> **WORK INSTRUCTIONS**: Recast the items from the line containing "In this exercise you will mark each instance of the blurred" through the line containing "(1098, 183)" as a two-column CSV with the columns instruction and response, one row for each item. Put each item's text and its answer in one quoted field apiece, with line breaks changed to spaces.

> **DATA PROVIDED**:

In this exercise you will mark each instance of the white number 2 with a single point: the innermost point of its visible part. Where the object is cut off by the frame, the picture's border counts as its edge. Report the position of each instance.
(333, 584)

==

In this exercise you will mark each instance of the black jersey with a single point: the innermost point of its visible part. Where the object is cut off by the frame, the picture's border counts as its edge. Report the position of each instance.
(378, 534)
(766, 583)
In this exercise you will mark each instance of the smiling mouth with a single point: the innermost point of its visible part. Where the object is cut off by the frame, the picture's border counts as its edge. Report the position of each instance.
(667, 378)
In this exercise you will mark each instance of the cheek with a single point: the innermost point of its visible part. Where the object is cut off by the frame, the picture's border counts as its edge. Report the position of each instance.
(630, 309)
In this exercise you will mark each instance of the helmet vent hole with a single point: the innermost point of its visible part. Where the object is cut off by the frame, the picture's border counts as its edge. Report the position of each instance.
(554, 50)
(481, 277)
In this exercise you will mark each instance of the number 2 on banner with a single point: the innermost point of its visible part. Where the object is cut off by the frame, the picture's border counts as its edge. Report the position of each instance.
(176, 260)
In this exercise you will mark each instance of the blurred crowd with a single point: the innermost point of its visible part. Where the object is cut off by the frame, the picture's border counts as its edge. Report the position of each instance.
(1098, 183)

...

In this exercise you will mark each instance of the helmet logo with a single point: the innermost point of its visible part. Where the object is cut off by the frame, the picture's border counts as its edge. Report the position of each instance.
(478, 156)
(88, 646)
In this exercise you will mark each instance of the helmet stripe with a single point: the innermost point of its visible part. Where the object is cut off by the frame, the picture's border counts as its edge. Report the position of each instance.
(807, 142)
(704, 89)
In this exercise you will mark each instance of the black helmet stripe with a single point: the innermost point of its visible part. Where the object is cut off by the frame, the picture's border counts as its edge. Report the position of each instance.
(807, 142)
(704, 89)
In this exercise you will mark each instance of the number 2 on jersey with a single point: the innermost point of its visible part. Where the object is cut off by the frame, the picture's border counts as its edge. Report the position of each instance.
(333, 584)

> **ANSWER BELOW**:
instruction,response
"In this exercise you will mark each instance of the blurred crowd with a single point: the innermost point of its visible part. Where the object is cut off by the frame, the picture's border counts as its edge. Report the position of each instance.","(1098, 183)"